-- Задание --
Перепишите без единого изменения все строки приведённых ниже пунктов.

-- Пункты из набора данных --
┌────────

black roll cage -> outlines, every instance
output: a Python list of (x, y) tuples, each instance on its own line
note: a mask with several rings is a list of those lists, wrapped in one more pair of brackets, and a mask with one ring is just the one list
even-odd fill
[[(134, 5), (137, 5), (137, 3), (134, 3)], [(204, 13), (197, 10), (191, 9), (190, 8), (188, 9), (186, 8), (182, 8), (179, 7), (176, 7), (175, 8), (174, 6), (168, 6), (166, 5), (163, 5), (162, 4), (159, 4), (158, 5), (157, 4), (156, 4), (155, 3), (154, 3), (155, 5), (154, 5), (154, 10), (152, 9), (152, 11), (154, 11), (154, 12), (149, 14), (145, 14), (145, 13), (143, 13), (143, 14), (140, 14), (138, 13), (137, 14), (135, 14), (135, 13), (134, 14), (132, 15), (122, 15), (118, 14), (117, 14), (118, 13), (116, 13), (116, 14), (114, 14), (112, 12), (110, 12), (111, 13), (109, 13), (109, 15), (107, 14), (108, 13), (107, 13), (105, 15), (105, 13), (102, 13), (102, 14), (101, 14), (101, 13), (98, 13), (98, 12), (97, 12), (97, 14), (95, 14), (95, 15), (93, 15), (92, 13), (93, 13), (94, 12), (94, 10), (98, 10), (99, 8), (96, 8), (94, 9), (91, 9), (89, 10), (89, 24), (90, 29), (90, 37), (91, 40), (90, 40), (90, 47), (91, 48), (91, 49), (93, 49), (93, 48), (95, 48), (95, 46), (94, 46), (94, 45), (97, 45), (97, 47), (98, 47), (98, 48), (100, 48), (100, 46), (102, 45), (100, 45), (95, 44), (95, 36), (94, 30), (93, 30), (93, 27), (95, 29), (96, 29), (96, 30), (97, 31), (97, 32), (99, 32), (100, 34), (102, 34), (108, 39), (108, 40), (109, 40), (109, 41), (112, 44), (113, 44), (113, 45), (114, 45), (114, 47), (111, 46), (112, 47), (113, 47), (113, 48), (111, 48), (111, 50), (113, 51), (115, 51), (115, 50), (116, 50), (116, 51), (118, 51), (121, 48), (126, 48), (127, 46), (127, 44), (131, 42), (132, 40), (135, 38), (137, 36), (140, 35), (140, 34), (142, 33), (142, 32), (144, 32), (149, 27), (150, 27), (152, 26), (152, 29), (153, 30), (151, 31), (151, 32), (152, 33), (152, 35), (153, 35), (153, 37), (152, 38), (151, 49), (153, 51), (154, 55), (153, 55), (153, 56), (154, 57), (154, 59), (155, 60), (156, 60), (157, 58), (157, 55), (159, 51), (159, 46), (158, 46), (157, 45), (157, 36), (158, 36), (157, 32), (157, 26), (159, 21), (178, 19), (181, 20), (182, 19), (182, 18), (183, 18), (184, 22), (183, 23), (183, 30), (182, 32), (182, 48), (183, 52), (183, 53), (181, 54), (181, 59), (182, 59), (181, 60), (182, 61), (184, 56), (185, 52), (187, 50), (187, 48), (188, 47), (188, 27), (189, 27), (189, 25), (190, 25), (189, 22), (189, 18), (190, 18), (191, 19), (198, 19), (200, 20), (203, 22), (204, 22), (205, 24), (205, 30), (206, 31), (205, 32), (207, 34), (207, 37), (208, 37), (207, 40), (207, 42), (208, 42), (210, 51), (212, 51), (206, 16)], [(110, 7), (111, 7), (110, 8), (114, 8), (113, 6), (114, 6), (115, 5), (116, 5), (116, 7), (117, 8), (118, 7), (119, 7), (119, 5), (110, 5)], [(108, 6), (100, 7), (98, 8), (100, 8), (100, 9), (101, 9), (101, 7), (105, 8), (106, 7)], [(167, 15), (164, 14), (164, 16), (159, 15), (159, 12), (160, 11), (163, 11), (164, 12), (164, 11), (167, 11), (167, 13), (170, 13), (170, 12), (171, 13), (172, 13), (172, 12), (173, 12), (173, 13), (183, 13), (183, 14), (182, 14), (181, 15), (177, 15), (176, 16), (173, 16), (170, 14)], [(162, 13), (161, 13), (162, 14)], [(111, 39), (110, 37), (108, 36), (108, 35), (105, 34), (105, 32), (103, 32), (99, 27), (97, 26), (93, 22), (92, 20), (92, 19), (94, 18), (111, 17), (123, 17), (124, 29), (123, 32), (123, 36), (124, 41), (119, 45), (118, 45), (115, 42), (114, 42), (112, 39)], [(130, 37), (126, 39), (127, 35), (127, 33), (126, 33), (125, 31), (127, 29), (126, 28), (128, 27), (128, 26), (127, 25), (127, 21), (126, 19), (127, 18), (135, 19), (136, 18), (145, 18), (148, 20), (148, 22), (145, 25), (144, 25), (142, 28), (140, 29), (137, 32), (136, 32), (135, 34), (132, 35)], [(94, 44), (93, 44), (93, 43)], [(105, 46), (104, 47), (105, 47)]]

└────────

-- Ответ на задание --
black roll cage -> outlines, every instance
output: a Python list of (x, y) tuples, each instance on its own line
note: a mask with several rings is a list of those lists, wrapped in one more pair of brackets, and a mask with one ring is just the one list
even-odd fill
[[(134, 5), (137, 5), (137, 3), (134, 3)], [(204, 13), (197, 10), (191, 9), (190, 8), (188, 9), (186, 8), (182, 8), (179, 7), (176, 7), (175, 8), (174, 6), (168, 6), (166, 5), (163, 5), (162, 4), (159, 4), (158, 5), (157, 4), (156, 4), (155, 3), (154, 3), (155, 5), (154, 5), (154, 10), (152, 9), (152, 11), (154, 11), (154, 12), (149, 14), (145, 14), (145, 13), (143, 13), (143, 14), (140, 14), (138, 13), (137, 14), (135, 14), (135, 13), (134, 14), (132, 15), (122, 15), (118, 14), (117, 14), (118, 13), (116, 13), (116, 14), (114, 14), (112, 12), (110, 12), (111, 13), (109, 13), (109, 15), (107, 14), (108, 13), (107, 13), (105, 15), (105, 13), (102, 13), (102, 14), (101, 14), (101, 13), (98, 13), (98, 12), (97, 12), (97, 14), (95, 14), (95, 15), (93, 15), (92, 13), (93, 13), (94, 12), (94, 10), (98, 10), (99, 8), (96, 8), (94, 9), (91, 9), (89, 10), (89, 24), (90, 29), (90, 37), (91, 40), (90, 40), (90, 47), (91, 48), (91, 49), (93, 49), (93, 48), (95, 48), (95, 46), (94, 46), (94, 45), (97, 45), (97, 47), (98, 47), (98, 48), (100, 48), (100, 46), (102, 45), (100, 45), (95, 44), (95, 36), (94, 30), (93, 30), (93, 27), (95, 29), (96, 29), (96, 30), (97, 31), (97, 32), (99, 32), (100, 34), (102, 34), (108, 39), (108, 40), (109, 40), (109, 41), (112, 44), (113, 44), (113, 45), (114, 45), (114, 47), (111, 46), (112, 47), (113, 47), (113, 48), (111, 48), (111, 50), (113, 51), (115, 51), (115, 50), (116, 50), (116, 51), (118, 51), (121, 48), (126, 48), (127, 46), (127, 44), (131, 42), (132, 40), (135, 38), (137, 36), (140, 35), (140, 34), (142, 33), (142, 32), (144, 32), (149, 27), (150, 27), (152, 26), (152, 29), (153, 30), (151, 31), (151, 32), (152, 33), (152, 35), (153, 35), (153, 37), (152, 38), (151, 49), (153, 51), (154, 55), (153, 55), (153, 56), (154, 57), (154, 59), (155, 60), (156, 60), (157, 58), (157, 55), (159, 51), (159, 46), (158, 46), (157, 45), (157, 36), (158, 36), (157, 32), (157, 26), (159, 21), (178, 19), (181, 20), (182, 19), (182, 18), (183, 18), (184, 22), (183, 23), (183, 30), (182, 32), (182, 48), (183, 52), (183, 53), (181, 54), (181, 59), (182, 59), (181, 60), (182, 61), (184, 56), (185, 52), (187, 50), (187, 48), (188, 47), (188, 27), (189, 27), (189, 25), (190, 25), (189, 22), (189, 18), (190, 18), (191, 19), (198, 19), (200, 20), (203, 22), (204, 22), (205, 24), (205, 30), (206, 31), (205, 32), (207, 34), (207, 37), (208, 37), (207, 40), (207, 42), (208, 42), (210, 51), (212, 51), (206, 16)], [(110, 7), (111, 7), (110, 8), (114, 8), (113, 6), (114, 6), (115, 5), (116, 5), (116, 7), (117, 8), (118, 7), (119, 7), (119, 5), (110, 5)], [(108, 6), (100, 7), (98, 8), (100, 8), (100, 9), (101, 9), (101, 7), (105, 8), (106, 7)], [(167, 15), (164, 14), (164, 16), (159, 15), (159, 12), (160, 11), (163, 11), (164, 12), (164, 11), (167, 11), (167, 13), (170, 13), (170, 12), (171, 13), (172, 13), (172, 12), (173, 12), (173, 13), (183, 13), (183, 14), (182, 14), (181, 15), (177, 15), (176, 16), (173, 16), (170, 14)], [(162, 13), (161, 13), (162, 14)], [(111, 39), (110, 37), (108, 36), (108, 35), (105, 34), (105, 32), (103, 32), (99, 27), (97, 26), (93, 22), (92, 20), (92, 19), (94, 18), (111, 17), (123, 17), (124, 29), (123, 32), (123, 36), (124, 41), (119, 45), (118, 45), (115, 42), (114, 42), (112, 39)], [(130, 37), (126, 39), (127, 35), (127, 33), (126, 33), (125, 31), (127, 29), (126, 28), (128, 27), (128, 26), (127, 25), (127, 21), (126, 19), (127, 18), (135, 19), (136, 18), (145, 18), (148, 20), (148, 22), (145, 25), (144, 25), (142, 28), (140, 29), (137, 32), (136, 32), (135, 34), (132, 35)], [(94, 44), (93, 44), (93, 43)], [(105, 46), (104, 47), (105, 47)]]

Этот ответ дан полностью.